- _YANG DIKERJAKAN_:
1. Tulis ulang tanpa perubahan semuanya dari "Di tengah state" hingga "kehidupan ranjang Nora?" dalam teks tentang pemberitaan Nora Alexandra.
2. Tentukan apakah tiap pernyataan berikut sesuai dengan teks tentang pemberitaan Nora Alexandra, jawab ya atau tidak, dan sertakan kutipan persis dari teks yang menjadi penentunya: (a) Nora Alexandra hadir di balik setiap sidang perkara Jerinx. (b) Berita yang membuat netizen geram ditulis oleh Kompas.com. (c) Ikatan Dokter Indonesia provinsi Bali adalah pihak pelapor.
3. Terjemahkan kalimat dari teks tentang pemberitaan Nora Alexandra ini ke dalam bahasa Inggris: "Berita yang ditulis Detik.com memantik netizen dan pembaca berita menjadi geram."

- _BACAAN UNTUK DITELAAH_:
==================================================
Alhasil Jerinx menjadi ‘pesakitan’ di dalam rumah tahanan setelah dilaporkan dan dipanggil. Nora Alexandra menjadi salah satu sosok yang hadir di balik setiap sidang perkara Jerinx. Sosok setegar Nora dengan paras anggunnya ini yang menghiasi media massa dalam pemberitaannya. Kekuatan ini menjadikan populer konten-konten yang berkaitan dengan pemberitaan sidang Jerinx, sahabat-sahabat yang mendukung Jerinx, hingga tak ketinggalan sosok Nora Alexandra. Masyarakat menciptakan berbagai macam reaksi. Dari geram karena tindakan Jerinx merupakan sebuah kritikan bagus untuk pemerintah. Hingga kegeraman kepada Ikatan Dokter Indonesia provinsi Bali selaku pelapor.
Di tengah state of anomaly dalam kejenuhan pemberitaan, muncul imajinasi pembaca berita tentang bagaimana kehidupan pernikahan pengantin muda yang baru belum genap setahun menikah. Hingga imajinasi liar bagaimana kehidupan pribadi pernikahan Nora setelah lama ditinggal Jerinx di penjara. Wow. Imajinasi yang sepertinya tidak perlu ditayangkan jadi berita. Atau jangan-jangan itu imajinasi penulis berita itu sendiri sebagai alter-ego yang seolah-olah memikirkan urusan kehidupan ranjang Nora?
Berita yang ditulis Detik.com memantik netizen dan pembaca berita menjadi geram. Bagaimana tidak? Imajinasi kehidupan sakral di ranjang pernikahan diangkat menjadi headline. Coba saya kutip unggahan aslinya kesini.
Entah apa yang menjadi landasan berpikir dalam menulis konten tersebut. Terlihat semacam konteks pertanyaan yang dilontarkan oleh netter akan state of anomaly yang memerlukan oase ditengah hal tersebut. Paras yang rupawan dari Nora Alexandra mampu membawa netter melihat sisi lain kehidupan model yang satu ini. Imajinasi yang lahir dari visualisasi objek sebenarnya dapat menimbulkan efek seni dari persepsi netter. Sayangnya, ‘nilai seni’ dari visualisasi paras rupawan Nora menimbulkan efek persepsi yang merambah hingga pengandaian kehidupan liar di ranjang.
==================================================
- _INFORMASI YANG DIBERIKAN_:
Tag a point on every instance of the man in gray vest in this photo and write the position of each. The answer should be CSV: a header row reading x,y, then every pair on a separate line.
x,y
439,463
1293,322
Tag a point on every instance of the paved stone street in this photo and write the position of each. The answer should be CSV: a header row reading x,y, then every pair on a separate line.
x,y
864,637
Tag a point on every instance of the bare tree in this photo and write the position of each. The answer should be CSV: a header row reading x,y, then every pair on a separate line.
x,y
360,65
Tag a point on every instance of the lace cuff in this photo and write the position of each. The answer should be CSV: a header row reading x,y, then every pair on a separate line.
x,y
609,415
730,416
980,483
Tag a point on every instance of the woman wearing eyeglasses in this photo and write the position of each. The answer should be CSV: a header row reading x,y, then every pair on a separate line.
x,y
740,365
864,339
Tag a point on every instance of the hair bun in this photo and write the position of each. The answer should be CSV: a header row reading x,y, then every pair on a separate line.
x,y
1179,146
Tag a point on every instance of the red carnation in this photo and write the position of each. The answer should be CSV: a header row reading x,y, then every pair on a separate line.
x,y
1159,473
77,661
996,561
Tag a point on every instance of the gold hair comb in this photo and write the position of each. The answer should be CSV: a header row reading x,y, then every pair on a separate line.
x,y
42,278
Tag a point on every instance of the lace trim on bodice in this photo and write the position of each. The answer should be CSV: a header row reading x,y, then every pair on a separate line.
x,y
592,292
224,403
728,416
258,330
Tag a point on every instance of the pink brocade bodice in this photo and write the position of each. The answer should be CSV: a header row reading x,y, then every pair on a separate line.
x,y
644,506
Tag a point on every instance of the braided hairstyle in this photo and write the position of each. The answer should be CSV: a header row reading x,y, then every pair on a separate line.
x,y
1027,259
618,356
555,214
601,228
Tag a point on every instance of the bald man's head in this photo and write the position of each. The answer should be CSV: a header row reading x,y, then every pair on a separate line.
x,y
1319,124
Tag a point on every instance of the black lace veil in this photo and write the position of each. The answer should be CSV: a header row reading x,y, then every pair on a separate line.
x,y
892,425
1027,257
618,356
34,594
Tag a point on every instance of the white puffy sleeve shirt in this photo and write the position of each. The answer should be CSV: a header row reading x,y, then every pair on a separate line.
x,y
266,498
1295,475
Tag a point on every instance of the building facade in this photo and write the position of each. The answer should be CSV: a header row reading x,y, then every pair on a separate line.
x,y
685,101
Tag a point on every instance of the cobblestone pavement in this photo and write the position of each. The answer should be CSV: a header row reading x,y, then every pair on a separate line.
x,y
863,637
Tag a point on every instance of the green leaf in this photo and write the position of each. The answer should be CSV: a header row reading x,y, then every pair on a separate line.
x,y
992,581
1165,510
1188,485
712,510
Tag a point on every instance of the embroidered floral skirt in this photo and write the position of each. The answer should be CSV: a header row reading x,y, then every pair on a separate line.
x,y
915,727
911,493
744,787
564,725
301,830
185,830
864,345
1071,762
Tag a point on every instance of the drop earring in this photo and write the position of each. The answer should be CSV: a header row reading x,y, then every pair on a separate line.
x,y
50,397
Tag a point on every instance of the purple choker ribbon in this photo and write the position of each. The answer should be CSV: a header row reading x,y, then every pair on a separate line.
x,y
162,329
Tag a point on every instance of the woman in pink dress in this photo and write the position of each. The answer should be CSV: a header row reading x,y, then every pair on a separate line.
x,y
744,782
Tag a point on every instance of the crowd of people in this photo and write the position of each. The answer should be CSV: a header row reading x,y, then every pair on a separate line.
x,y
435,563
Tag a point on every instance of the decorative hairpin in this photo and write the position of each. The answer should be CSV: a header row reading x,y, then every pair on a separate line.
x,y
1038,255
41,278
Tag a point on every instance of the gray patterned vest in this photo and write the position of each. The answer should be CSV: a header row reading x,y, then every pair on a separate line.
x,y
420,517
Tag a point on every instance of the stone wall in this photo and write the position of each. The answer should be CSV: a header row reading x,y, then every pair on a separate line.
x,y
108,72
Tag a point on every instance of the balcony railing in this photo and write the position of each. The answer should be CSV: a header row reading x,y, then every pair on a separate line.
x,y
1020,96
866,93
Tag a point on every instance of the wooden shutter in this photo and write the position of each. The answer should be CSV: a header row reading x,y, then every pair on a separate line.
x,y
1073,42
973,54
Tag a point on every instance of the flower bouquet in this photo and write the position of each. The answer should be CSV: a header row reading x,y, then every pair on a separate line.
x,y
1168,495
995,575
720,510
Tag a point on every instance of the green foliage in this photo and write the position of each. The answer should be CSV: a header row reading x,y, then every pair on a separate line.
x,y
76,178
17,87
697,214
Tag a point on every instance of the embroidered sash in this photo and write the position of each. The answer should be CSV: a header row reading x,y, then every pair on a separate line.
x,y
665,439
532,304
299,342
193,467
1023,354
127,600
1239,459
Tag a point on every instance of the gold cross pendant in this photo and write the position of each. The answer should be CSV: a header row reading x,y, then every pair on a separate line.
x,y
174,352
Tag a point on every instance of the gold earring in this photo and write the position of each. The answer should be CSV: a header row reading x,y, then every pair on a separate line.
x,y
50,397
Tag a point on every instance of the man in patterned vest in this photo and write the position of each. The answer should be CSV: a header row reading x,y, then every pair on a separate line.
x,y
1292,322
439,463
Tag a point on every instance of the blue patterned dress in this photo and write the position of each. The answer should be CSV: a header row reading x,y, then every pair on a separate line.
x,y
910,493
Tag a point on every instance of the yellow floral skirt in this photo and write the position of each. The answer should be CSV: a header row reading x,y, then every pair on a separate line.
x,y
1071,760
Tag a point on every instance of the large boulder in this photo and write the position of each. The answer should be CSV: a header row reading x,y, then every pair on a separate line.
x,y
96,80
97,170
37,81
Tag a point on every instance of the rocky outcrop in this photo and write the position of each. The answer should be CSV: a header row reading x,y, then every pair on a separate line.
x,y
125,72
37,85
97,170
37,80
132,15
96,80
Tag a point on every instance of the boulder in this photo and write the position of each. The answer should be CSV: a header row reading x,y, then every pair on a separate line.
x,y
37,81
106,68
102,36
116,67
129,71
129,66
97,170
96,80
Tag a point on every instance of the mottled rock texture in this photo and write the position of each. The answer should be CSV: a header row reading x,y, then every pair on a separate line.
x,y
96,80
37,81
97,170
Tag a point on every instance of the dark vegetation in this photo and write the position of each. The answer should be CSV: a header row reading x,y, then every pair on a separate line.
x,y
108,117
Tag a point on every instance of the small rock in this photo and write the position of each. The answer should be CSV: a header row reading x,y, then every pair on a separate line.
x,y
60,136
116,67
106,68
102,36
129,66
==================================================
- _JAWABAN TIAP TUGAS_:
1.
Di tengah state of anomaly dalam kejenuhan pemberitaan, muncul imajinasi pembaca berita tentang bagaimana kehidupan pernikahan pengantin muda yang baru belum genap setahun menikah. Hingga imajinasi liar bagaimana kehidupan pribadi pernikahan Nora setelah lama ditinggal Jerinx di penjara. Wow. Imajinasi yang sepertinya tidak perlu ditayangkan jadi berita. Atau jangan-jangan itu imajinasi penulis berita itu sendiri sebagai alter-ego yang seolah-olah memikirkan urusan kehidupan ranjang Nora?

2.
(a) Ya: "Nora Alexandra menjadi salah satu sosok yang hadir di balik setiap sidang perkara Jerinx."
(b) Tidak: "Berita yang ditulis Detik.com memantik netizen dan pembaca berita menjadi geram."
(c) Ya: "Hingga kegeraman kepada Ikatan Dokter Indonesia provinsi Bali selaku pelapor."

3. The news story written by Detik.com made netizens and news readers angry.